EXTRACT PROVIDED section start

Ubuntu Ecclesiology: Fostering Mental Health Resilience in Emerging Adulthood - Kevin Muriithi Ndereba

Researchers Involved: Kevin Muriithi Ndereba

Kevin Ladd

Summary:

This project has three main activities: 

  1. To conduct a research project on youth mental health resilience in African Christian congregations from different Christian traditions. 
  2. To build a small research team on psychology engaged (mental health) theological reflection. I will do this by training and supporting a team of 3 postgraduate research students. 
  3. To run a public engagement event as a capstone end of project cycle event, disseminating the research findings and facilitate network-building for psychologists, theologians, practitioners and the public.

EXTRACT PROVIDED section end
EXCERPTED DATA section start

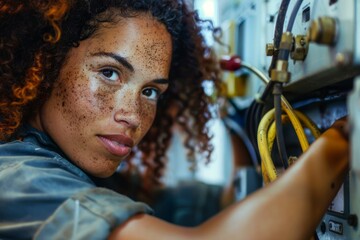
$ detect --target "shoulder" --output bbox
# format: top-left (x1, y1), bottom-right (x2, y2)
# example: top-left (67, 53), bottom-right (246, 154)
top-left (0, 141), bottom-right (91, 182)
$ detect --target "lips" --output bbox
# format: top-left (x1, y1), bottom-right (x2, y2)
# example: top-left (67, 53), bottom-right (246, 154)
top-left (98, 135), bottom-right (134, 157)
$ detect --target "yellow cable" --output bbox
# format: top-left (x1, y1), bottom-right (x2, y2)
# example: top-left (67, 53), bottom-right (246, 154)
top-left (257, 109), bottom-right (277, 183)
top-left (258, 106), bottom-right (321, 184)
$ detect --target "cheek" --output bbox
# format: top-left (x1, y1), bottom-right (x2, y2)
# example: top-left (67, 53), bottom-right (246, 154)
top-left (139, 101), bottom-right (156, 136)
top-left (54, 71), bottom-right (113, 130)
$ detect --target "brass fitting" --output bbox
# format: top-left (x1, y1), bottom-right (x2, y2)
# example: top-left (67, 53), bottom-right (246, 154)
top-left (271, 60), bottom-right (291, 83)
top-left (265, 43), bottom-right (275, 56)
top-left (279, 32), bottom-right (293, 50)
top-left (290, 35), bottom-right (309, 61)
top-left (307, 16), bottom-right (338, 45)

EXCERPTED DATA section end

> **BRIEF**
Type out the passage of the Ubuntu ecclesiology project summary from "This project has" up to and including "postgraduate research students.", keeping every word and punctuation mark unchanged. The records play no part in this work.

> **TASK OUTPUT**
This project has three main activities: 

  1. To conduct a research project on youth mental health resilience in African Christian congregations from different Christian traditions. 
  2. To build a small research team on psychology engaged (mental health) theological reflection. I will do this by training and supporting a team of 3 postgraduate research students.